> _Task brief_: Every entry needs to be reproduced exactly.

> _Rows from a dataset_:
>> START
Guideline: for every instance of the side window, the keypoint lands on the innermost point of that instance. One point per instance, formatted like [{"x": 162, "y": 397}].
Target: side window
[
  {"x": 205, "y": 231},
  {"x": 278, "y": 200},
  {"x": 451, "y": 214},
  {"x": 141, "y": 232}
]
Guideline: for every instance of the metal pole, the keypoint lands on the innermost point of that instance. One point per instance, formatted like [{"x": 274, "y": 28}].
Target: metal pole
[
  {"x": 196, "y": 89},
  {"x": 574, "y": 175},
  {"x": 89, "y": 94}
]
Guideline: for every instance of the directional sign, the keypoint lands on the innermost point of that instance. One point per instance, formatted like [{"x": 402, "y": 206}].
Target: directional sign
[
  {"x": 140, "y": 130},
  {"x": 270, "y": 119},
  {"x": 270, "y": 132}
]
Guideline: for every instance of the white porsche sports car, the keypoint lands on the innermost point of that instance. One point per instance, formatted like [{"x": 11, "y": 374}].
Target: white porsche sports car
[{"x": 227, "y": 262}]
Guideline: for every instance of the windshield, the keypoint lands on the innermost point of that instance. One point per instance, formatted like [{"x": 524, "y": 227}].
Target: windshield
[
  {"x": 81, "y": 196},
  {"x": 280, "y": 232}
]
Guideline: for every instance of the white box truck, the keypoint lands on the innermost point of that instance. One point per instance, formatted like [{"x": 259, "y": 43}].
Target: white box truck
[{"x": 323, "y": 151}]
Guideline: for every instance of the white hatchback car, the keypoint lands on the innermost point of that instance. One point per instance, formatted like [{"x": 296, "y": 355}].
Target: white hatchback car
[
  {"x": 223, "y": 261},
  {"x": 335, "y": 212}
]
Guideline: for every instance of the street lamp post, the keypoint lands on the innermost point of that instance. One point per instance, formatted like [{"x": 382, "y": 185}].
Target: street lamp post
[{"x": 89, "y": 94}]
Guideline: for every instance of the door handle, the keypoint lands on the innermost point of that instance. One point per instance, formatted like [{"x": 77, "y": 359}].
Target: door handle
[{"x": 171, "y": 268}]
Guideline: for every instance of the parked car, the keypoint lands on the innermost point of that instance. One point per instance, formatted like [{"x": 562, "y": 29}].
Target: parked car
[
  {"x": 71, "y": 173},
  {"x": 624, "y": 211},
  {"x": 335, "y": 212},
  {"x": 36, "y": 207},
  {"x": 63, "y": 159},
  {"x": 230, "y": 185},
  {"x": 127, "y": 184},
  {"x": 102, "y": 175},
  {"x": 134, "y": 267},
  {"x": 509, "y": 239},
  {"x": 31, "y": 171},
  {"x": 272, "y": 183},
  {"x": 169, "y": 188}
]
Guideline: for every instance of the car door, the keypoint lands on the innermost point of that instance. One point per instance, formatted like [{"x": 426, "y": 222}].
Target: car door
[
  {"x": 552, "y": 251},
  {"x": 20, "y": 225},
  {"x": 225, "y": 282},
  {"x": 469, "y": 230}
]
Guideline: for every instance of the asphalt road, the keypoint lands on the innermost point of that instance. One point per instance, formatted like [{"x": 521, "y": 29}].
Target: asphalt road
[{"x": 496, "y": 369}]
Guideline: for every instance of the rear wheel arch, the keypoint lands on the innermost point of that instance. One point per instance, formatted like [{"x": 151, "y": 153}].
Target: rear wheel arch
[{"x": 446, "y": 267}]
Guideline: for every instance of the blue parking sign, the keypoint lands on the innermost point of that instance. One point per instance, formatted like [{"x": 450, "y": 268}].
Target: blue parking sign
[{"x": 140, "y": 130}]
>> END
> _Result of the task_:
Guideline: for every instance of the side window, the keypoint lands on the innermost point of that instance. One point per instance, formatted like [{"x": 162, "y": 397}].
Target: side window
[
  {"x": 205, "y": 231},
  {"x": 278, "y": 200},
  {"x": 451, "y": 214},
  {"x": 141, "y": 232}
]
Guideline: for every instance of the metal pole, the keypoint lands on the innermost point of that instance. One point per instance, formatted like [{"x": 274, "y": 28}].
Target: metal pole
[
  {"x": 196, "y": 89},
  {"x": 574, "y": 175},
  {"x": 89, "y": 94}
]
Guideline: for every instance of the directional sign, the keypoint lands on the innermost point of that instance. One point per instance, formatted like [{"x": 402, "y": 206}].
Target: directional sign
[
  {"x": 140, "y": 130},
  {"x": 270, "y": 119},
  {"x": 270, "y": 132}
]
Guideline: for every instance of the white porsche sports car, the keypoint lands on the innermost point of that instance. One point per instance, formatted like [{"x": 11, "y": 374}].
Target: white porsche sports car
[{"x": 227, "y": 262}]
Guideline: for every instance of the windshield, the keypoint lands on the innermost point of that instance. One point per instance, formatted like [{"x": 524, "y": 227}].
Target: windshield
[
  {"x": 81, "y": 196},
  {"x": 280, "y": 232}
]
Guideline: for every instance of the white box truck, the keypoint lands on the innermost point of that instance. One point per instance, formatted like [{"x": 259, "y": 43}].
Target: white box truck
[{"x": 323, "y": 151}]
Guideline: for every instance of the white hatchback car, the keypoint lands on the innermost point of that instance. One point per instance, formatted like [{"x": 296, "y": 355}].
Target: white hatchback car
[
  {"x": 223, "y": 261},
  {"x": 335, "y": 212}
]
Guideline: for every instance of the street lamp post, the keypoint lands on the innermost point of that instance. One point per instance, formatted like [{"x": 382, "y": 185}].
Target: street lamp post
[{"x": 89, "y": 94}]
Guideline: for every instance of the door handle, the keypoint lands on the innermost point of that instance. One point per instance, formatted like [{"x": 77, "y": 359}].
Target: door handle
[{"x": 171, "y": 268}]
Guideline: for every instance of the parked car, the keypoint lands on the innermost point of that instance. One point per instance, formatted like [{"x": 562, "y": 29}].
Target: parked car
[
  {"x": 71, "y": 173},
  {"x": 624, "y": 211},
  {"x": 335, "y": 212},
  {"x": 36, "y": 207},
  {"x": 63, "y": 159},
  {"x": 230, "y": 185},
  {"x": 127, "y": 184},
  {"x": 102, "y": 175},
  {"x": 134, "y": 267},
  {"x": 509, "y": 239},
  {"x": 31, "y": 171},
  {"x": 272, "y": 183},
  {"x": 169, "y": 188}
]
Guideline: for every instance of the car door, the keypoint lands on the innermost point of that instance. One point per instance, formatted like [{"x": 426, "y": 222}].
Target: car door
[
  {"x": 552, "y": 251},
  {"x": 20, "y": 225},
  {"x": 225, "y": 282},
  {"x": 469, "y": 230}
]
Guideline: for every instance of the asphalt road, the keypoint lands on the innermost point of that instance. One point per instance, formatted like [{"x": 521, "y": 29}].
Target: asphalt road
[{"x": 496, "y": 369}]
Guideline: for every instance of the rear wheel arch, the keypoint lands on the innermost point of that instance. One point per instance, formatted like [{"x": 151, "y": 153}].
Target: rear wheel arch
[{"x": 446, "y": 267}]
Guideline: for every instance of the blue parking sign, the keypoint lands on the innermost point of that instance. One point per instance, formatted like [{"x": 450, "y": 268}].
Target: blue parking sign
[{"x": 140, "y": 130}]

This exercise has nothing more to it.